Identify each line in the entries below that contains the string "Target", and copy those lines. Case counts.

**RECORDS:**

## Begin

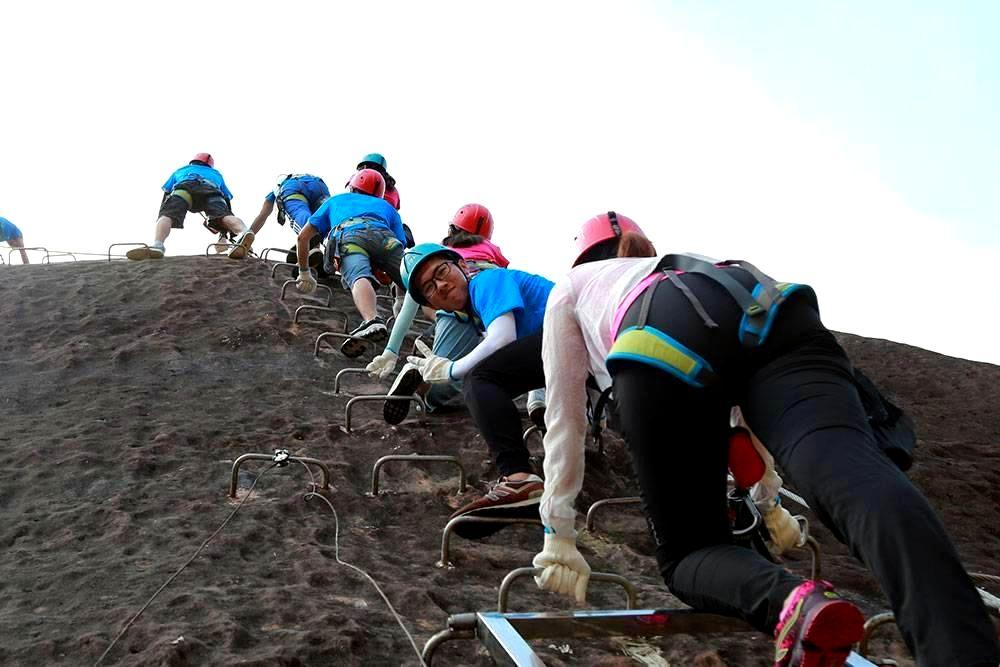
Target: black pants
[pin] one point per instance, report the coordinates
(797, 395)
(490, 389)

## End
## Begin

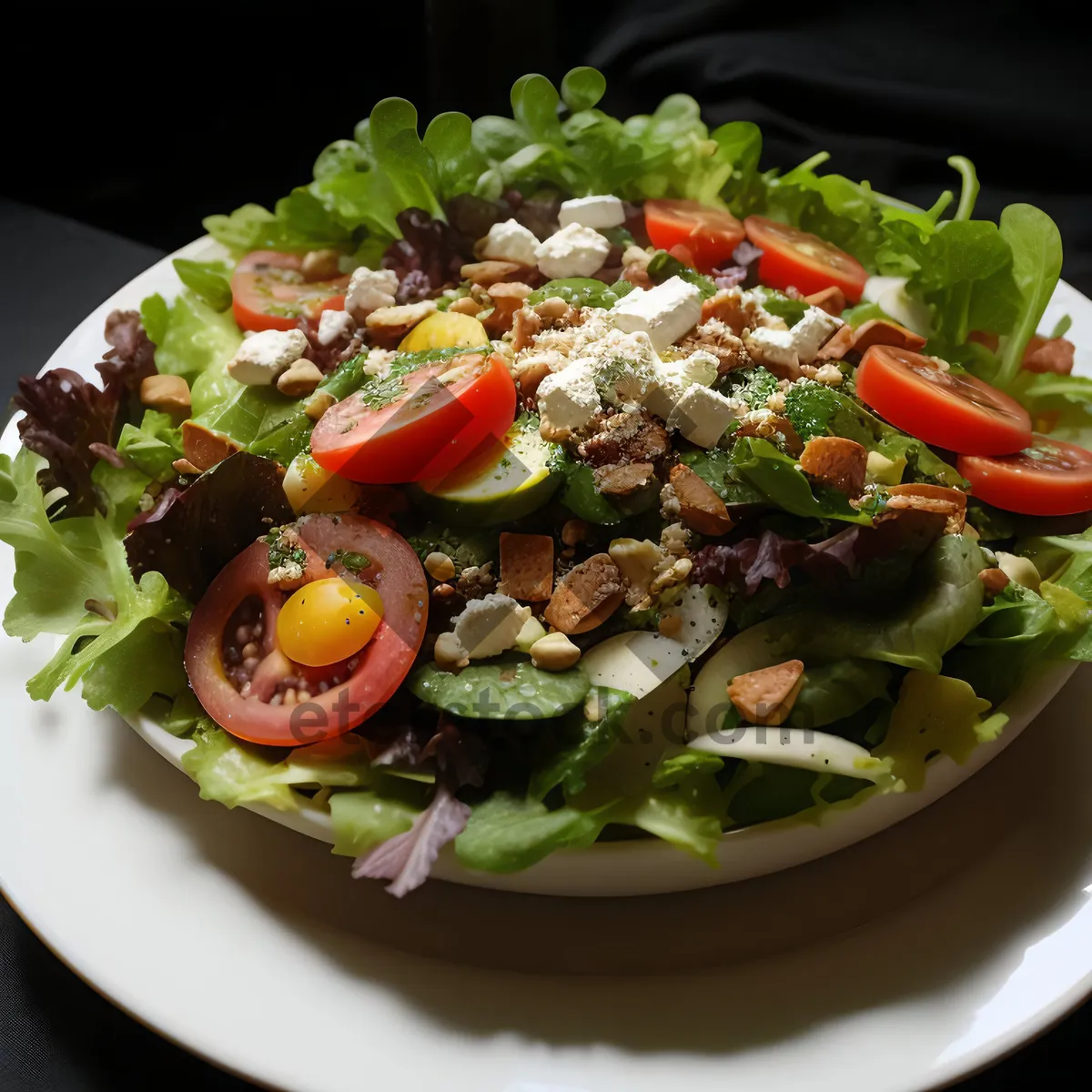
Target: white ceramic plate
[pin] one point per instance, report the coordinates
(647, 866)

## End

**RESULT OF THE EXERCISE:**
Target: black pants
Target: white ceramic plate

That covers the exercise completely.